CSRE 140: Decolonizing Anthropology (ANTHRO 143W)

The U.S. disciplinary formation of anthropology has had a long and complicated relationship with the conquest and colonization of Indigenous peoples and territories across the globe. This course explores the relationship between anthropology and colonialism, with a focus on the Americas. Students will first examine the discipline's historical entanglements with imperial powers and colonial regimes. Students will then consider how anthropologists have engaged other fields--particularly Native American and Indigenous studies and Latin American studies--to develop decolonial approaches to anthropological knowledge production. The course will conclude with an analysis of recent ethnographies of colonialism and decolonization by anthropologists and other scholars. Students will learn how and why colonialism has become an important concept for the investigation of society and culture from anthropological and interdisciplinary perspectives.
Terms: Spr | Units: 5
Instructors: Callejas, H. (PI)

CSRE 140S: Casablanca - Algiers - Tunis : Cities on the Edge (COMPLIT 236A, FRENCH 236, FRENCH 336, HISTORY 245C, JEWISHST 236A, URBANST 140F)

• _Requirements_:
- 1) According to the course listing, which region does the decolonizing anthropology course focus on?
- 2) Continue the course listing from where it stops by writing a one-paragraph description for the last course title it gives.

• _Material provided_:
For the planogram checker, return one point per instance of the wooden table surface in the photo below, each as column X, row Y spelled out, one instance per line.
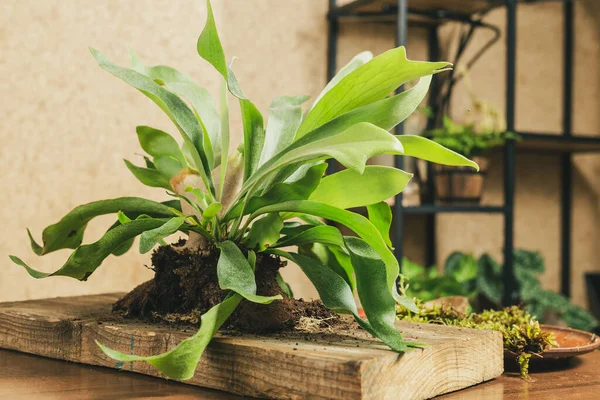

• _Results by task_:
- 1) The Americas.

- 2)
Casablanca, Algiers and Tunis embody three territories, real and imaginary, which never cease to challenge the preconceptions of travelers setting sight on their shores. In this class, we will explore the myriad ways in which these cities of North Africa, on the edge of Europe and of Africa, have been narrated in literature, cinema, and popular culture. Home to Muslims, Christians, and Jews, they are an ebullient laboratory of social, political, religious, and cultural issues, global and local, between the nineteenth and twenty-first centuries. We will look at mass images of these cities, from films to maps, novels to photographs, sketching a new vision of these magnets as places where power, social rituals, legacies of the Ottoman and French colonial pasts, and the influence of the global economy collude and collide. Special focus on class, gender, and race.